- Episode no.: Season 1 Episode 1
- Directed by: Karyn Kusama
- Written by: Ashley Lyle; Bart Nickerson;
- Cinematography by: Julie Kirkwood
- Editing by: Plummy Tucker
- Original release date: November 14, 2021
- Running time: 57 minutes

Guest appearances
- Courtney Eaton as Teen Lottie; Liv Hewson as Teen Van; Keeya King as Akilah; Kevin Alves as Teen Travis; Jane Widdop as Laura Lee; Alexa Barajas as Mari Ibarra; Jack DePew as Jeff; Carlos Sanz as Coach Bill Martinez; Rekha Sharma as Jessica Roberts; Sarah Desjardins as Callie Sadecki; Rukiya Bernard as Simone Abara; Pearl Amanda Dickson as Allie Stevens;

Episode chronology
| ← Previous — | Next → "F Sharp" |

= Pilot (Yellowjackets) =

"Pilot" is the first episode of the American thriller drama television series Yellowjackets. The episode was written by series creators Ashley Lyle and Bart Nickerson, and directed by executive producer Karyn Kusama. It was released on Showtime on November 14, 2021, but it was available for free on November 6, 2021.

The series follows a New Jersey high school girls' soccer team that travels to Seattle for a national tournament in 1996. While flying over Canada, their plane crashes deep in the wilderness, and the surviving team members are left stranded for nineteen months. The series chronicles their attempts to stay alive as some of the team members are driven to cannibalism. It also focuses on the lives of the survivors 25 years later in 2021, as the events of their ordeal continue to affect them many years after their rescue. The episode introduces the characters, and the ramifications of the plane crash.

According to Nielsen Media Research, the episode was seen by an estimated 0.246 million household viewers and gained a 0.02 ratings share among adults aged 18–49. The episode received highly positive reviews from critics, who praised the story, characters, performances and intrigue. It received nominations for Outstanding Writing for a Drama Series and Outstanding Directing for a Drama Series at the 74th Primetime Emmy Awards.

==Plot==
In the snowy wildlands, a woman in a nightgown is running in a forest, while whispers and noises are heard in the distance. Frightened, she continues running out of fear, until she falls into a trap, getting impaled by spikes. A young person wearing animal fur and mask takes her before other participants; they proceed to butcher and devour her body.

INFORMATION GIVEN
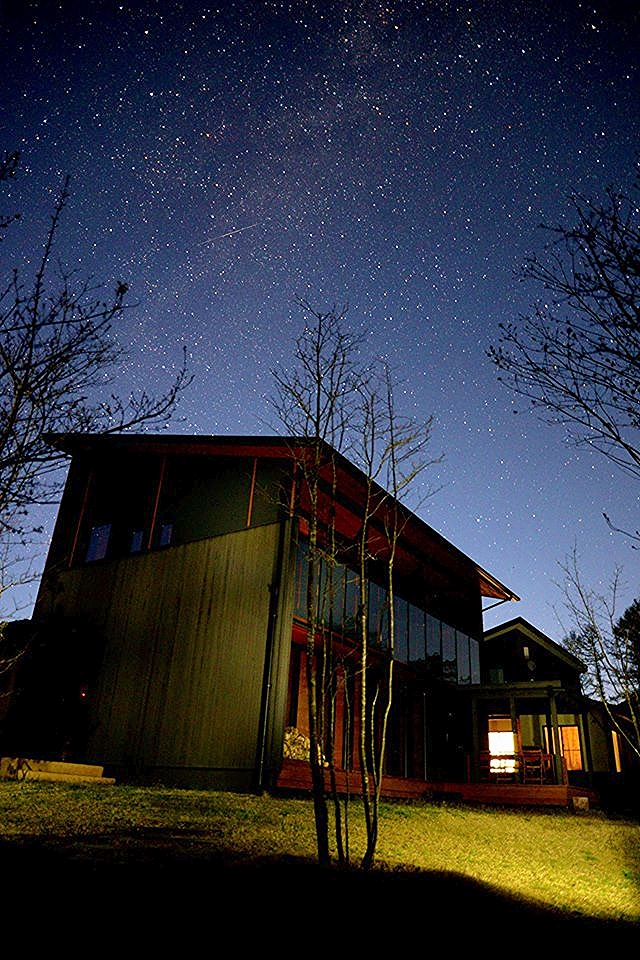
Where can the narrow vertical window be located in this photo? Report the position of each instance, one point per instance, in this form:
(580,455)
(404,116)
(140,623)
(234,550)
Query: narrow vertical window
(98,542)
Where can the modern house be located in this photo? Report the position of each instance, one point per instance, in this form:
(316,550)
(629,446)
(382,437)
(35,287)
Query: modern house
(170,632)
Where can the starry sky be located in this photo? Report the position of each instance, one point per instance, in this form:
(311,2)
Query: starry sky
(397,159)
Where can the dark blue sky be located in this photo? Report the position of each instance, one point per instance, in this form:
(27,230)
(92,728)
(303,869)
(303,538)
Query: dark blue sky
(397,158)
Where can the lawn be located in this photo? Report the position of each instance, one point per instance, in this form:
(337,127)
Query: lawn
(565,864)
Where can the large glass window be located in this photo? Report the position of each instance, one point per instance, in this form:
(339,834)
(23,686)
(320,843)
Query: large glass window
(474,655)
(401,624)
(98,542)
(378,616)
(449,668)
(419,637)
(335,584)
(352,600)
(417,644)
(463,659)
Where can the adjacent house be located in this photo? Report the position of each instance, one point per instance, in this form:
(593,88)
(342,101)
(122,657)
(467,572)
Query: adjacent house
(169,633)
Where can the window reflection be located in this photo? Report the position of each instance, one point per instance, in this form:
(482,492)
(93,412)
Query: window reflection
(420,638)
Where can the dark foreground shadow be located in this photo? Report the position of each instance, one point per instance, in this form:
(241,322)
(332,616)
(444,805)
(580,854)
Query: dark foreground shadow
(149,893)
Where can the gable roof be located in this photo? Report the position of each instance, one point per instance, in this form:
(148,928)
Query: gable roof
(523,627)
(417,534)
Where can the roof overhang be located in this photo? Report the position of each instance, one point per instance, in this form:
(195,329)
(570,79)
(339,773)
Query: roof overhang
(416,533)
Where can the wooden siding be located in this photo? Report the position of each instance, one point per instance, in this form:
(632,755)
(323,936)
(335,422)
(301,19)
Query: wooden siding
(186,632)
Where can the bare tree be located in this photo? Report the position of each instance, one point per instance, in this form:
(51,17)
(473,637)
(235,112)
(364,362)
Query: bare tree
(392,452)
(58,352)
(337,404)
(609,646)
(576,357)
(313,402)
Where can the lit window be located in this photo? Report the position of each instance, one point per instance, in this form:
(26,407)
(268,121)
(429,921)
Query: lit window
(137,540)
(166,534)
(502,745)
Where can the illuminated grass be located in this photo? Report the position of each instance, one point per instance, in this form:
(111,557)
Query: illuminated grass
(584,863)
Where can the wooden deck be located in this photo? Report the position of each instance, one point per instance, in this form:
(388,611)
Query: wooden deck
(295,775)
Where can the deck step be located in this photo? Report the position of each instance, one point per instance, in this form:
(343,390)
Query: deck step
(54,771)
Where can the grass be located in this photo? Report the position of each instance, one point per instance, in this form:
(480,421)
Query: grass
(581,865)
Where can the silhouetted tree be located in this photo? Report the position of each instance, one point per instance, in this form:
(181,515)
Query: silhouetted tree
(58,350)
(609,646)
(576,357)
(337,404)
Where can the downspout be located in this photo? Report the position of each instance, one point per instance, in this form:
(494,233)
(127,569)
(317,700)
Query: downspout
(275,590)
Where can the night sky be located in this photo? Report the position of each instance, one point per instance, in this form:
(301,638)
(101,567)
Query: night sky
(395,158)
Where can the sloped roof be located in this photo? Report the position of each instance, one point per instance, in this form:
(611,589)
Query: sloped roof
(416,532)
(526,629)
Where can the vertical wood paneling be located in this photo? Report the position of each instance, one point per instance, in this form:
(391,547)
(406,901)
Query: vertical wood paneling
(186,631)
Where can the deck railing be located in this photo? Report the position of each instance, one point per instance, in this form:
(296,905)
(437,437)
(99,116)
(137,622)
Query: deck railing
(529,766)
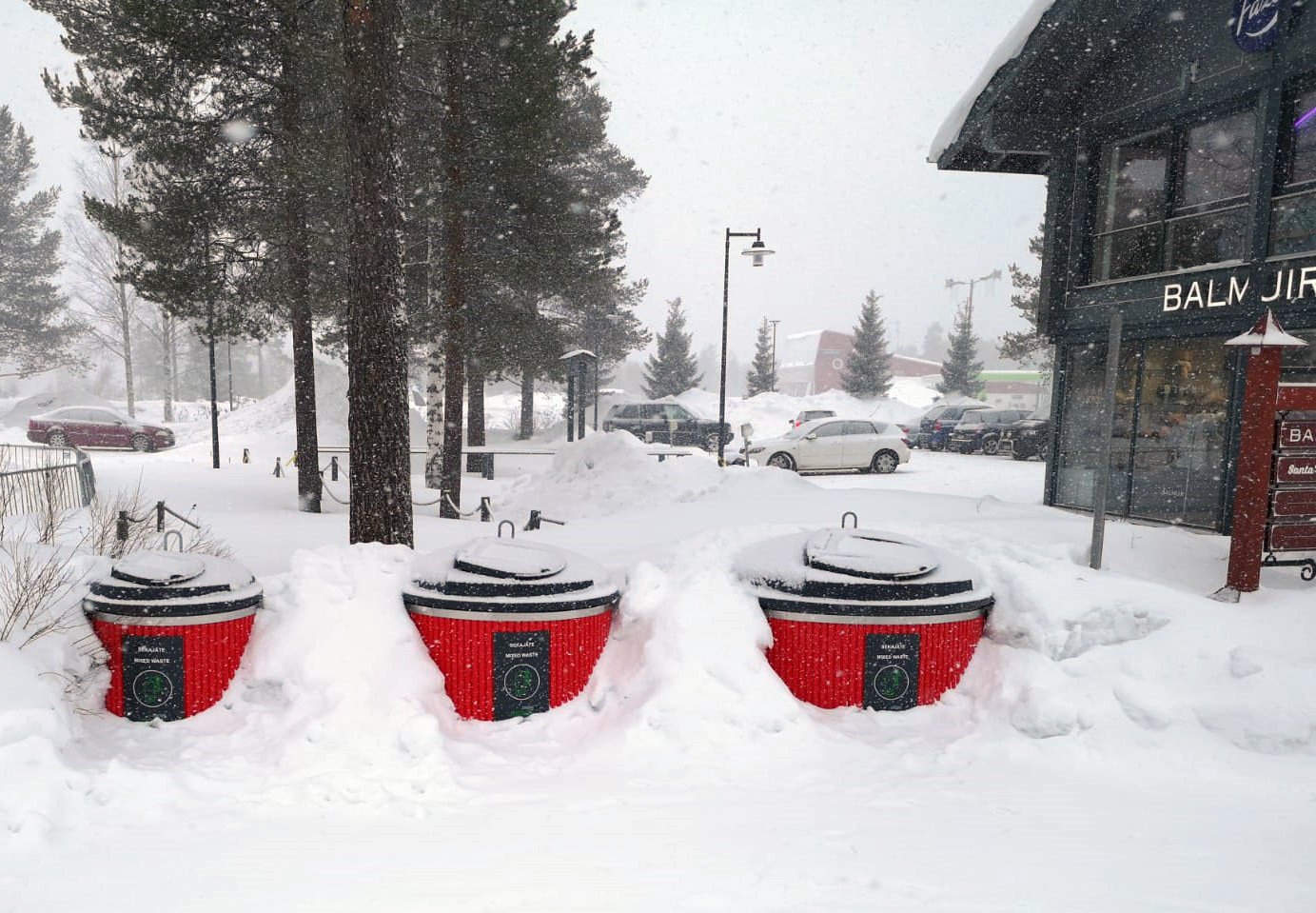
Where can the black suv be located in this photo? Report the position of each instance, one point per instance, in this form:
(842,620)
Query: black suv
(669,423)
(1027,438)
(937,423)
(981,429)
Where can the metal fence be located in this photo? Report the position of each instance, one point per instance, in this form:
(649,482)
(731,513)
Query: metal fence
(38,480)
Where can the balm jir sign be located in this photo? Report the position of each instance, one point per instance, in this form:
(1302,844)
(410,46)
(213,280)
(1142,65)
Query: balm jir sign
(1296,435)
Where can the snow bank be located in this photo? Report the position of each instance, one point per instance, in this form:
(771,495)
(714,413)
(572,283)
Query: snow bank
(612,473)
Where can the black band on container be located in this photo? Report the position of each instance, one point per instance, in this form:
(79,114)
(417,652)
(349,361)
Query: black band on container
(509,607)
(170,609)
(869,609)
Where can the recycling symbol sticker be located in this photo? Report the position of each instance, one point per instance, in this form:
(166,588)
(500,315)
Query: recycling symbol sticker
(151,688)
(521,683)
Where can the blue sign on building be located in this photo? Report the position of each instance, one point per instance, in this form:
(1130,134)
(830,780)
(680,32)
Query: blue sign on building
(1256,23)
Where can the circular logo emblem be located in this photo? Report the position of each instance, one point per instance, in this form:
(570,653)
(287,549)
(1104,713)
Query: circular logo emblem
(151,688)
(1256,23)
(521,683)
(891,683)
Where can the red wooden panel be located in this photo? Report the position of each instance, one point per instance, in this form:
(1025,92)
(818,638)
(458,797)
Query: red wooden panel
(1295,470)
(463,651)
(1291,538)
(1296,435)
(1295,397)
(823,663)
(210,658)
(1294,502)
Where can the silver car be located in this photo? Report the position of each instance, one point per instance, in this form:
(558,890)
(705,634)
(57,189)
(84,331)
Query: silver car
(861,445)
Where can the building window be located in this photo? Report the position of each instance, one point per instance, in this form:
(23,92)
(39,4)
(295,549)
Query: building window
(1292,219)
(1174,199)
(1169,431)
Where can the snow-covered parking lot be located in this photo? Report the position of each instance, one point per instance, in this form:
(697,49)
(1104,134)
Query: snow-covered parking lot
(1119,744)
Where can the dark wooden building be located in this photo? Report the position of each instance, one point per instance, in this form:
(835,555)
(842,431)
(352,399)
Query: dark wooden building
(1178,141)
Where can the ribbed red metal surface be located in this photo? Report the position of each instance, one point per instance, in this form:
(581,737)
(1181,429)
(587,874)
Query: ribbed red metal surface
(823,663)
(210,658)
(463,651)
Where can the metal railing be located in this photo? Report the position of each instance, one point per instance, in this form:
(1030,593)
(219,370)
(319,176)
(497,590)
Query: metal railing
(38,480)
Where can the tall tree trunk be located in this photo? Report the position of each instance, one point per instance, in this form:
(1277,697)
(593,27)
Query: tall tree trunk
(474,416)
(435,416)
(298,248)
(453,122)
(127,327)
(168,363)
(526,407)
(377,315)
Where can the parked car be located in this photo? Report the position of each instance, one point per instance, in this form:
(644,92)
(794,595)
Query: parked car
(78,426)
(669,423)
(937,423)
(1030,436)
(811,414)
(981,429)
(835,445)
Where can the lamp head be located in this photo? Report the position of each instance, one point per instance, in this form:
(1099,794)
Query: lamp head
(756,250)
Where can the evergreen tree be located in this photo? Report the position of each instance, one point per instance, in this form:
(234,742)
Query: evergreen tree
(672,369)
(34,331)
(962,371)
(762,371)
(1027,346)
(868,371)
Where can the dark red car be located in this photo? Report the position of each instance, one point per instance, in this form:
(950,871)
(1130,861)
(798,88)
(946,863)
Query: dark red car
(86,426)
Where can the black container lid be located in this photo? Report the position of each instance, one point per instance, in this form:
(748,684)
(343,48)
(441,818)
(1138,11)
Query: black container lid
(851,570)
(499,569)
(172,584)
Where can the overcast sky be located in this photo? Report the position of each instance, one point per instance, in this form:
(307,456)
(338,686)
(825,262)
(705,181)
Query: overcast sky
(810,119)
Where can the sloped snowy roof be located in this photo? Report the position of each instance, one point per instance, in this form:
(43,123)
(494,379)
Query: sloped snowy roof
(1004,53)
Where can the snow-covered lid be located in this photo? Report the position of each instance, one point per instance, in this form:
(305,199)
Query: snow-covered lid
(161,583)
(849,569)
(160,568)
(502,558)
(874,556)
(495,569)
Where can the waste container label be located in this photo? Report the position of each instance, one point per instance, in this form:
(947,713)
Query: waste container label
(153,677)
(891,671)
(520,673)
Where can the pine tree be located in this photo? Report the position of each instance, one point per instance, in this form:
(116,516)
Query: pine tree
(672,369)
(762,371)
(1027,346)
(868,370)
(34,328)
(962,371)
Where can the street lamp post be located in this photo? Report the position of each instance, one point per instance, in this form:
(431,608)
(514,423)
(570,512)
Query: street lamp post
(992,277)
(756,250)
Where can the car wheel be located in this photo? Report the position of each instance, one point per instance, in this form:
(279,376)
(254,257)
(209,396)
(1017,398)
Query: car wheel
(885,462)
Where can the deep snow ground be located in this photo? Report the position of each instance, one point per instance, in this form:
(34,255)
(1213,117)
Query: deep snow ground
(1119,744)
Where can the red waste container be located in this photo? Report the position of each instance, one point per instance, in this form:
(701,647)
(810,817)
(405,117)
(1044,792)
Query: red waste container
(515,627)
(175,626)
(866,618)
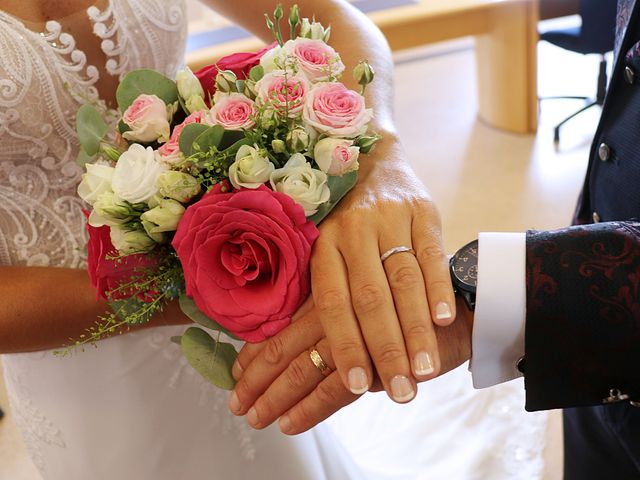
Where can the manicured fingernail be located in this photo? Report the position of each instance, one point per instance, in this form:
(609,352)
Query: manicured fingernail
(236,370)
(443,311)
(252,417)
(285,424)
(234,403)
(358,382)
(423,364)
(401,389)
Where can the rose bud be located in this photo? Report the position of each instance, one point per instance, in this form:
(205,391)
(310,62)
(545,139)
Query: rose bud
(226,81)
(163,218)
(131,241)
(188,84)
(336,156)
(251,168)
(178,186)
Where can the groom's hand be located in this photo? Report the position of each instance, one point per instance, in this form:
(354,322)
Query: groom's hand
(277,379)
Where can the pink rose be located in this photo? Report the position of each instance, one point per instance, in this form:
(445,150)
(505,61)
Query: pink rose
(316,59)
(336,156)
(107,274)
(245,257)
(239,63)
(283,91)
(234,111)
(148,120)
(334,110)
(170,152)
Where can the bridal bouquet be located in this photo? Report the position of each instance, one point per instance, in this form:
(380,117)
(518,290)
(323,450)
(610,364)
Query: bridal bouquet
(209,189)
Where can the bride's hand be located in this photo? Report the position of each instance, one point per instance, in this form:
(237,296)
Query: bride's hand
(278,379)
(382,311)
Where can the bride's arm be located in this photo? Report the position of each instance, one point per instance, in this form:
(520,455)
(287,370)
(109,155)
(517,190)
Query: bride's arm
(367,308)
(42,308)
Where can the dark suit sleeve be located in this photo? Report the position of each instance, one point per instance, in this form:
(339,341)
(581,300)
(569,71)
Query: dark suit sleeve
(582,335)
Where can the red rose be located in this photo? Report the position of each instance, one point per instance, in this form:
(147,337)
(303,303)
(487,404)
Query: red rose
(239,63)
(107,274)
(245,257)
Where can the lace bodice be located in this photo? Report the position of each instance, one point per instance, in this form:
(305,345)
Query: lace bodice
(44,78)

INSTRUCTION 1
Answer these questions about the Yellowjackets pilot article:
(a) Who handled the cinematography for the episode?
(b) In what year does the soccer team travel to Seattle for the national tournament?
(c) How many household viewers, by Nielsen Media Research's estimate, saw the episode?
INSTRUCTION 2
What comes next in the Yellowjackets pilot article? Write the plot summary onward from its last sentence.
The data has no connection to the Yellowjackets pilot article.

RESPONSE 1
(a) Julie Kirkwood
(b) 1996
(c) An estimated 0.246 million

RESPONSE 2
In 2021, Shauna Shipman (Melanie Lynskey) is approached by Jessica Roberts (Rekha Sharma), a reporter from The Star-Ledger. Jessica offers her a 7-figure book deal for details regarding her experience as a survivor of a 1996 airplane crash, but Shauna is not interested. Natalie Scatorccio (Juliette Lewis), another survivor from the crash, checks out of rehab in California, telling her sponsor that the experience helped her find a purpose. After leaving, she decides to take a flight.

Taissa Turner (Tawny Cypress), another survivor, is doing a photoshoot with her wife Simone (Rukiya Bernard) and son Sammy (Aiden Stoxx), as she launches her Senate campaign. During the photoshoot, the photographer wants her to address her past, but she wants to leave that behind. She later meets up with Shauna, who used a secret phone to contact her, and Shauna informs her about Jessica. Shauna investigated her, and found that she is not working for any paper. Taissa is not concerned about her, and she reveals that they still keep in touch with the other survivors. One of these is Misty Quigley (Christina Ricci), who now works as a geriatric nurse, and is unaware that Natalie is following her.

In flashbacks to 1996, the Yellowjackets win their soccer game, allowing them to compete in Nationals in Seattle. The leader of the team is Jackie Taylor (Ella Purnell), who is the best friend of Shauna (Sophie Nélisse). As they prepare for a practice, Taissa (Jasmin Savoy Brown) notes that their teammate Allie (Pearl Amanda Dickson) is not good enough for the team. Fearing that she will cost them the championship, Taissa injures Allie during practice by breaking her leg. That night, the team attends a party, where Shauna accuses Taissa of injuring Allie on purpose. Jackie stops the fight, and gets the girls to apologize and reconcile. Jackie's boyfriend Jeff (Jack DePew) drops her off at her house, and then drives Shauna to her house. They pull over by the road and have sex.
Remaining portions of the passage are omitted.